Consigne 1:
Pouvez-vous recopier à l'identique le passage de l'extrait sur la sainteté qui commence par les mots contenant « Etre saint, c’ » et se termine par « ui ressembler. » ?

La sainteté à laquelle Dieu appelle les croyants ne se limite pas à un lieu (le temple), à un moment (le sabbat) ou à un groupe (les prêtres), mais elle doit caractériser toute la vie de la communauté, partout et tout le temps. Alors c’est vrai que dans l’Ancien Testament Dieu donne des repères pour commencer : il faut être au minimum saint au temple, lors du sabbat ou quand on est prêtre, parce qu’ils sont tournés vers Dieu. Cependant, vous voyez que la sainteté ne se cantonne pas à ces lieux, à des moments ou à des groupes, mais que tout le peuple est en réalité appelé à vivre de manière sainte en toutes circonstances.

Les lois que Dieu énonce ne constituent pas un parcours bien défini pour devenir plus saint, des tâches qu’il faudrait accomplir pour décrocher un titre et arriver sur le podium ! C’est Dieu qui prend l’initiative de nous rapprocher de lui, de nous rendre saints par contagion, et ces lois sont plutôt des pistes concrètes pour vivre cette ressemblance avec Dieu. La sainteté se reçoit d’abord dans notre relation avec Dieu, et transforme ensuite notre vie tous azimuts : dans notre manière de travailler, d’être en famille, de rendre un culte à Dieu, dans notre entourage, dans la société, dans la politique même. La sainteté, c’est d’être proches de Dieu qui nous remet en phase avec notre vocation à être ses représentants, et ensuite ça se concrétise de mille et une manières dans notre quotidien.

Consécration, justice et amour

Etre saint, c’est ressembler à Dieu, c’est vivre à son image, c’est adopter ses valeurs comme style de vie. Soit, mais quels principes généraux suivre pour ressembler à Dieu, concrètement? Le texte que nous avons lu donne quelques pistes.

La première étape, c’est la consécration. Se consacrer à Dieu, c’est décider de le prendre pour modèle, tel qu’il se révèle dans sa Parole et en Jésus-Christ, son Fils devenu homme. Se consacrer à Dieu, c’est mettre Dieu au centre de notre vie : nourrir notre relation avec lui, puiser en lui notre force, notre espérance, notre vision du monde. C’était le sens du sabbat à respecter, jour hebdomadaire où le croyant se rappelle que sans Dieu il ne peut pas vivre, et qui se tourne vers lui pour se mettre à son écoute et se replacer devant lui. A nous de trouver des moments pour nous tourner vers Dieu et nous exposer à lui pour apprendre à lui ressembler.

Se consacrer à Dieu c’est aussi renoncer à ce qui compromet notre relation avec lui, comme par exemple le fait de mélanger des croyances issues de différentes religions pour se faire sa propre spiritualité. Dans ce cas-là, on n’est plus en relation avec Dieu, on ne cherche plus à le connaître lui, tel qu’il est, mais on plaque sur lui ce qui nous arrange. Chercher le Dieu saint, c’est la première étape de la sainteté : vivre de plus en plus près de lui, se laisser enseigner par lui et se laisser transformer à son image.

Données affichées:
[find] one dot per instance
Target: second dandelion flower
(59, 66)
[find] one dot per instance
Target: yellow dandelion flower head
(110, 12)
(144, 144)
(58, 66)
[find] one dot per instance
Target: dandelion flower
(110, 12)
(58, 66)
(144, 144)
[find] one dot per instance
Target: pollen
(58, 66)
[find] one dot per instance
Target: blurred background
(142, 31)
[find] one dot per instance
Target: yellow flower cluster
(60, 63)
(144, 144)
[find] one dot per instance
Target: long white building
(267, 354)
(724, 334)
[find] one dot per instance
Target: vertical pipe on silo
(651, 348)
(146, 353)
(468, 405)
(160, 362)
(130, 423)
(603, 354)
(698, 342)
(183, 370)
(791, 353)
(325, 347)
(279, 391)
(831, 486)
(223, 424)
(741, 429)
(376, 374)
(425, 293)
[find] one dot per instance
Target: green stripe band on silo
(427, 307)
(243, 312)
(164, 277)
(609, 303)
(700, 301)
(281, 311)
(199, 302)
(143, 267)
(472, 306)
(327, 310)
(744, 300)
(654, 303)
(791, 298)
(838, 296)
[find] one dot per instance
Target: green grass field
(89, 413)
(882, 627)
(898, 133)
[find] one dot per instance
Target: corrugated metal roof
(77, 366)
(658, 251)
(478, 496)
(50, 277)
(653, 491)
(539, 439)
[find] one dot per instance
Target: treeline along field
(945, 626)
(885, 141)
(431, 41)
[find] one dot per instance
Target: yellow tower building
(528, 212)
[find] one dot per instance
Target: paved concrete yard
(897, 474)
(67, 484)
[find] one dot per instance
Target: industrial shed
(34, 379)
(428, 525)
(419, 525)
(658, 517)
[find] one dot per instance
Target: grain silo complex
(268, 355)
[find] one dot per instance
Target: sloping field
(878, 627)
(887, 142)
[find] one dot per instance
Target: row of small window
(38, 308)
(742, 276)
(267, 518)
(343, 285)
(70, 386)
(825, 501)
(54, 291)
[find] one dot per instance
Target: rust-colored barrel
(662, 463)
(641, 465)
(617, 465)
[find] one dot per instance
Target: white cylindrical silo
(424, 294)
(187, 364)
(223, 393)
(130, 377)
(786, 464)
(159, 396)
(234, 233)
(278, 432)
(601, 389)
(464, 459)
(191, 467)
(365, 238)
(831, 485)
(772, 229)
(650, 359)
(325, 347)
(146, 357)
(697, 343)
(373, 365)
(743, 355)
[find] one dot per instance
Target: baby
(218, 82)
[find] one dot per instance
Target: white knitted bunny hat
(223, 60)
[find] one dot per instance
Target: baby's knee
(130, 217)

Consigne 2:
Quelles lignes des enregistrements contiennent le mot « silo », en tenant compte de la casse ? Repérez-les et recopiez-les toutes.

Corrigé 1:
Etre saint, c’est ressembler à Dieu, c’est vivre à son image, c’est adopter ses valeurs comme style de vie. Soit, mais quels principes généraux suivre pour ressembler à Dieu, concrètement? Le texte que nous avons lu donne quelques pistes.

La première étape, c’est la consécration. Se consacrer à Dieu, c’est décider de le prendre pour modèle, tel qu’il se révèle dans sa Parole et en Jésus-Christ, son Fils devenu homme. Se consacrer à Dieu, c’est mettre Dieu au centre de notre vie : nourrir notre relation avec lui, puiser en lui notre force, notre espérance, notre vision du monde. C’était le sens du sabbat à respecter, jour hebdomadaire où le croyant se rappelle que sans Dieu il ne peut pas vivre, et qui se tourne vers lui pour se mettre à son écoute et se replacer devant lui. A nous de trouver des moments pour nous tourner vers Dieu et nous exposer à lui pour apprendre à lui ressembler.

Corrigé 2:
Target: vertical pipe on silo
Target: green stripe band on silo
Target: grain silo complex
Target: white cylindrical silo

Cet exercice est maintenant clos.